_SUPPLIED MATERIAL_
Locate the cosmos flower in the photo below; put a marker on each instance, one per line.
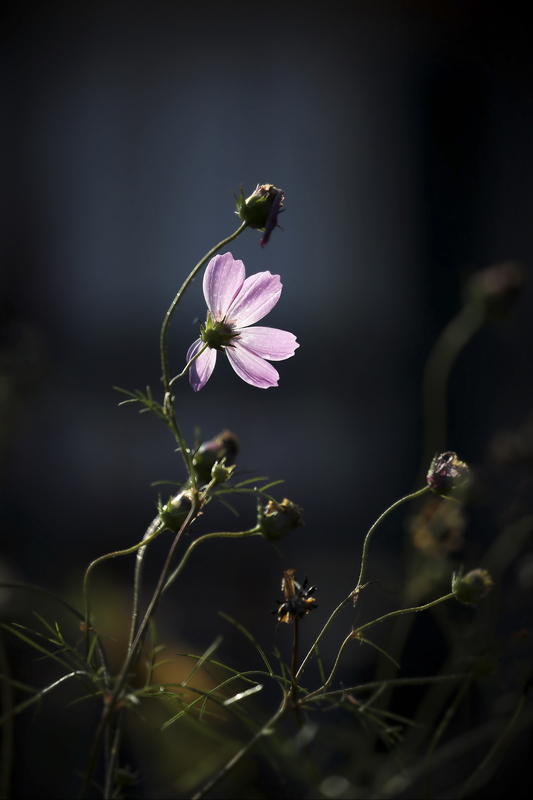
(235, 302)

* * *

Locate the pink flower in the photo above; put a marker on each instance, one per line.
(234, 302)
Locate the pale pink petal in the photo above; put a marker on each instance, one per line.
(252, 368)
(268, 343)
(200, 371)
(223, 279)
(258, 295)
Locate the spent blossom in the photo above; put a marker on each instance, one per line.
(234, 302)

---

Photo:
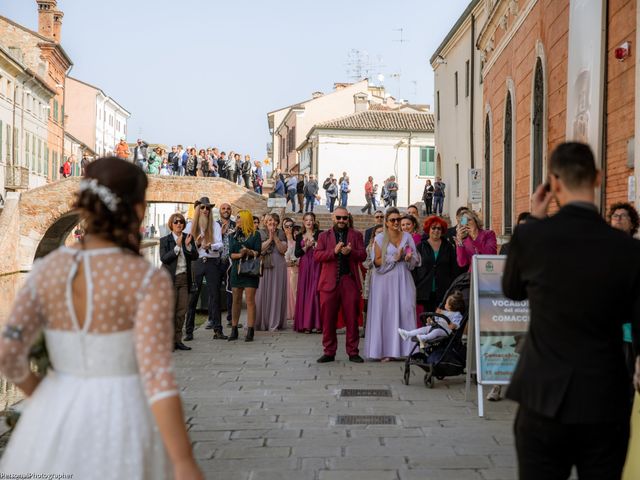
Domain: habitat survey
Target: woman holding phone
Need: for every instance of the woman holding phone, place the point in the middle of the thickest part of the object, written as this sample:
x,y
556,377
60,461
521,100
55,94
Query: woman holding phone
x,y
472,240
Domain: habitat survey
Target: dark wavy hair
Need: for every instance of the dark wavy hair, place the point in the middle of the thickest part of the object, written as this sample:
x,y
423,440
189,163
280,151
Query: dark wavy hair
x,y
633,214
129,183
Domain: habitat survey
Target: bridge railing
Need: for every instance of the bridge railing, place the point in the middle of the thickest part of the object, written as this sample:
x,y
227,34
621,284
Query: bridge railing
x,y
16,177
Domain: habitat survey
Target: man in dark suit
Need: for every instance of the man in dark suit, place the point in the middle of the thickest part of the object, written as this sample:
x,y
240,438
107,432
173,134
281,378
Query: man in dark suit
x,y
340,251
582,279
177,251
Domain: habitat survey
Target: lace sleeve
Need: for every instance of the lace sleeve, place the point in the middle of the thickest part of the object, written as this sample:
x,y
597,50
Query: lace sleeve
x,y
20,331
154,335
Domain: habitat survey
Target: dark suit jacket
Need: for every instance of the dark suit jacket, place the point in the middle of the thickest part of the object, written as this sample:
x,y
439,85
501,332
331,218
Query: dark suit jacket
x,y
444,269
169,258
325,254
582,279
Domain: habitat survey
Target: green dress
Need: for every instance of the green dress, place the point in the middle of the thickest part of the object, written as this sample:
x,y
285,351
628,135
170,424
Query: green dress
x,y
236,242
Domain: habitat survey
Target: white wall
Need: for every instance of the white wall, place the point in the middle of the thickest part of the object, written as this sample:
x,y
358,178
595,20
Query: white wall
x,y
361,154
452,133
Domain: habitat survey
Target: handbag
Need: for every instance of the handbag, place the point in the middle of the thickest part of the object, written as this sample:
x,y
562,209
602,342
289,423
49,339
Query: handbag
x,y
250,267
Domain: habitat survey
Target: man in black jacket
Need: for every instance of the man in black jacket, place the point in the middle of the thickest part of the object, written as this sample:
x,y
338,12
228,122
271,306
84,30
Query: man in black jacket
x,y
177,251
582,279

_INSTRUCTIONS TO FOLLOW_
Could you restate word for word the lines above, from the one that contains "Need: for every instance of the dark suit" through the one that contains "Target: handbag", and no others?

_YOUR RESPONSE_
Need: for every instance of the dark suit jacket, place the point in the middle of the thickest part of the object, written as this sample:
x,y
439,85
501,332
331,218
Query: dark suit jacket
x,y
444,269
169,258
325,254
582,279
Domain: habitat survey
Target: green dress
Need: for every instance of the green dress, place the point in the middle of the thickest part of the object, written as this sample:
x,y
285,351
628,135
170,424
Query: green dress
x,y
236,242
Domain: habitat survey
Target: white wall
Need: for every instance of the white wall, place the point in the middle of the thickest part of the object, written as this sample:
x,y
358,178
595,20
Query: white wall
x,y
361,154
452,133
Domain: habitat survey
Target: handbag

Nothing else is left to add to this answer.